_TASK REQUIREMENTS:_
Word for word, retype every record in the listing.
== DATA EXTRACT ==
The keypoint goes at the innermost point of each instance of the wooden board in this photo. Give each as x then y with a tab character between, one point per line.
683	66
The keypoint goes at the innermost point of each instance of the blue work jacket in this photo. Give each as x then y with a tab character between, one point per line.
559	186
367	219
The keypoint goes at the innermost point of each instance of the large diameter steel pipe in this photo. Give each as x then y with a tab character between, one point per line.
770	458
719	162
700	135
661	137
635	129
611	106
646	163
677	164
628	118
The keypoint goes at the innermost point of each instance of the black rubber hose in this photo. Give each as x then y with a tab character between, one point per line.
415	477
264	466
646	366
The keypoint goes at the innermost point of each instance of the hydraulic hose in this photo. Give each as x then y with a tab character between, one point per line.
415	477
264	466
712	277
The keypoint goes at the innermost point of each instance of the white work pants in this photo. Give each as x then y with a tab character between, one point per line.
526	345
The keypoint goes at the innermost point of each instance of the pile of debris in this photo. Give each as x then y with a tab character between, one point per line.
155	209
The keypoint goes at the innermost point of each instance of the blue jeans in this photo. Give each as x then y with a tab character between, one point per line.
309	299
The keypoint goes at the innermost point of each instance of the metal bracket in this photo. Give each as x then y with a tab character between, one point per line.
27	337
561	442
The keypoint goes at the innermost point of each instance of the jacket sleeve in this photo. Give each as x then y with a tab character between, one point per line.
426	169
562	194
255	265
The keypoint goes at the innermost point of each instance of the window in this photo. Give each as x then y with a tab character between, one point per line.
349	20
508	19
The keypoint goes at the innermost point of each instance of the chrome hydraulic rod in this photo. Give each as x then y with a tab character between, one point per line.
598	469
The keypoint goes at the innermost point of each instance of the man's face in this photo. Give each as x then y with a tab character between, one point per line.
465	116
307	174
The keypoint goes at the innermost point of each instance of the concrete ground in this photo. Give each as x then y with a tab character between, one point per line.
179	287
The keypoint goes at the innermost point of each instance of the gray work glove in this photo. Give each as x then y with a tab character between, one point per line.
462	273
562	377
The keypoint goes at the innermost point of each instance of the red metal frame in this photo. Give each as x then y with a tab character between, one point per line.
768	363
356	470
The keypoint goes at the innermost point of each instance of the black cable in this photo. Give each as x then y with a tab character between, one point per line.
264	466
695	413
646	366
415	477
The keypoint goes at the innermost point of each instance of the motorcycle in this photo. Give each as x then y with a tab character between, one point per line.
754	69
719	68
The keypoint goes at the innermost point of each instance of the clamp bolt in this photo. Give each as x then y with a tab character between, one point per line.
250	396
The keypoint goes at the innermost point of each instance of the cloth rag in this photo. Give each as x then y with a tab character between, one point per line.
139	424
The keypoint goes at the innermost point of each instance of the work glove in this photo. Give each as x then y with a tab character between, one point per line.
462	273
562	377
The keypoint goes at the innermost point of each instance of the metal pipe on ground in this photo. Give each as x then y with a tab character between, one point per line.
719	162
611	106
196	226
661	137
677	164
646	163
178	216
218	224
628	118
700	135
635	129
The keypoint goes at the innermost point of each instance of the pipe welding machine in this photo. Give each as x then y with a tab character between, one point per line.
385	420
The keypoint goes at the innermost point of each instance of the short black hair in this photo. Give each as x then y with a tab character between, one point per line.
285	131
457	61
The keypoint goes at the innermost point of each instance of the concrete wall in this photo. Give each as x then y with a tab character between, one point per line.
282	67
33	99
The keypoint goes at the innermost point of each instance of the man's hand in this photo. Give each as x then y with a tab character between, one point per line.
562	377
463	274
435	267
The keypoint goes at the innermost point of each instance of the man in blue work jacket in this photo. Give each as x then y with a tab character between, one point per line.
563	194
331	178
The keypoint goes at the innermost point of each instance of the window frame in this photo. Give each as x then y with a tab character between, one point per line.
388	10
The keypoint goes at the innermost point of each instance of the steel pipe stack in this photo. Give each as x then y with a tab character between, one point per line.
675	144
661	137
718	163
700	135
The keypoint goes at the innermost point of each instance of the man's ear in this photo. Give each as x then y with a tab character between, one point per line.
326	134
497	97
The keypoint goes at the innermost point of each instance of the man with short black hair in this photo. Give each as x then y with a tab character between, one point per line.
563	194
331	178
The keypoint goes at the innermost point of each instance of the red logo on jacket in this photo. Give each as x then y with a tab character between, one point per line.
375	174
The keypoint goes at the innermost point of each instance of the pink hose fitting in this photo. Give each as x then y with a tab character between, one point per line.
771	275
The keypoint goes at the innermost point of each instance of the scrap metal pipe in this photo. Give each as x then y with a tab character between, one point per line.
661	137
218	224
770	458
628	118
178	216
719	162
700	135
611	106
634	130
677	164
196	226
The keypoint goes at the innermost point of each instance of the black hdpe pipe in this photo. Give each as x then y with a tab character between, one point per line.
===
_COMPLETED TASK:_
The keypoint goes at the innermost point of each instance of the wooden board in this photo. Give each as x then y with a tab character between, one point per line.
683	66
The keypoint goes at the innermost point of each instance of the blue work jacket in this photo. Give each as x then y with a tab character between, one point per line.
559	186
367	219
The keypoint goes at the innermost point of each instance of the large diameter steel pipe in this photo. Give each as x then y with a tab character between, one point per line.
770	458
719	162
700	135
661	137
635	129
611	106
646	163
677	164
628	118
The keypoint goes at the innermost point of each instance of the black rubber hose in this photo. Give each as x then y with a tab character between, one point per line.
415	477
264	466
646	366
The keypoint goes at the innermost point of each instance of the hydraulic hose in this photo. Give each as x then y with a tab character between, one point per line.
415	477
264	466
712	277
The keypoint goes at the innermost point of each instance of the white work pants in this photo. Give each as x then y with a tab character between, one point per line.
526	345
The keypoint goes at the innermost point of each instance of the pile of debris in this photo. Give each as x then y with a tab character between, one point per line.
155	209
The keypoint goes at the innermost point of each instance of the blue jeans in this photo. Give each as x then y with a tab character between, one point per line.
309	299
The keypoint goes at the innermost point of each instance of the metal bracket in this photo. Give each as x then y with a tab character between, one point per line.
27	337
561	442
The keypoint goes at the innermost point of each instance of the jacket sleeve in this photo. Give each as x then y with a tab character between, one point per line.
426	169
562	194
255	265
The keypoint goes at the innermost point of each instance of the window in this photo. Give each as x then y with a tab character between, one point per line.
349	20
508	19
The keypoint goes at the innermost point of each instance of the chrome hydraulic rod in this photo. Give each as x then y with a tab character between, one point per line.
598	469
The keypoint goes at the innermost point of each instance of the man's face in this photo. Give each as x then y with a tab character between, one point per line.
465	116
307	174
The keypoint goes at the innermost point of each instance of the concrete ground in this photo. Give each as x then y with a tab character between, one point per line.
179	287
The keypoint goes at the innermost point of each instance of the gray work glove in this photo. Give each as x then y with a tab character between, one point per line.
462	273
562	377
The keypoint goes at the innermost point of each instance of the red metal frame in this photo. Give each as x then y with a tab character between, one point per line.
768	363
356	470
The keypoint goes at the innermost point of each instance of the black cable in this photo. Give each as x then y with a tab character between, one point per line.
264	466
695	413
646	366
415	477
The keypoint goes at the innermost point of each instance of the motorcycle in this photo. Give each as x then y with a tab character between, one point per line.
754	69
719	68
The keypoint goes at the innermost point of each instance of the clamp bolt in this photo. Give each as x then y with a tab character between, one point per line.
250	396
The keypoint goes at the innermost point of each instance of the cloth rag in this photo. Give each as x then y with a tab character between, one point per line.
139	424
The keypoint goes at the innermost point of each instance of the work glove in this photo. Give each as x then y with a tab character between, one point per line.
462	273
562	377
The keypoint goes at the innermost point of each instance of the metal pipe on ground in this photo. Give each as x then y with a tab character between, one point per line.
719	162
611	106
196	226
661	137
677	164
646	163
178	216
218	224
628	118
700	135
635	129
The keypoint goes at the innermost point of each instance of the pipe welding machine in this photo. Give each as x then y with a tab character between, one point per line.
385	420
The keypoint goes at the innermost point of each instance of the short black hair in this photo. Give each as x then y with a tab character between, one point per line.
285	131
457	61
The keypoint goes at the innermost point of each instance of the concrete wall in this photo. Give each as x then y with a tab character between, one point per line.
282	67
33	99
The keypoint goes at the innermost point of each instance of the man's hand in this photo. Give each as x then y with a tab character between, one point per line.
562	377
463	274
435	267
The keypoint goes at the innermost point of each instance of the man in blue work jacket in this photo. Give each as x then y with a tab character between, one point per line.
563	194
331	178
The keypoint goes at the innermost point of each instance of the window frame in this photo. Give each as x then y with a tab character between, one point per line.
388	10
The keypoint goes at the innermost point of each instance of the steel pipe stack in this photo. Give each as x then y with a tab character between, one point per line.
675	144
661	137
718	163
700	135
The keypoint goes at the innermost point of each instance of the man's ear in this photo. Give each as x then y with a tab character between, one point per line.
326	134
497	97
The keypoint goes at the innermost point of each instance of the man with short black hair in this photo. Give each as x then y with a tab character between, one point per line.
563	194
331	178
The keypoint goes at the innermost point of each instance of the red logo on jacket in this photo. Give each as x then y with a tab character between, one point per line.
375	174
The keypoint goes at the innermost point of each instance of the pink hose fitting in this photo. Give each as x then y with a tab character between, one point per line.
771	275
The keypoint goes at the innermost point of each instance of the scrap metal pipe in this photo. Give each as x then y with a tab character between, one point per line.
661	137
218	224
770	458
628	118
178	216
719	162
700	135
611	106
634	130
677	164
196	226
The keypoint goes at the innermost point of each instance of the black hdpe pipe in this photo. Give each as x then y with a tab character between, one point per line.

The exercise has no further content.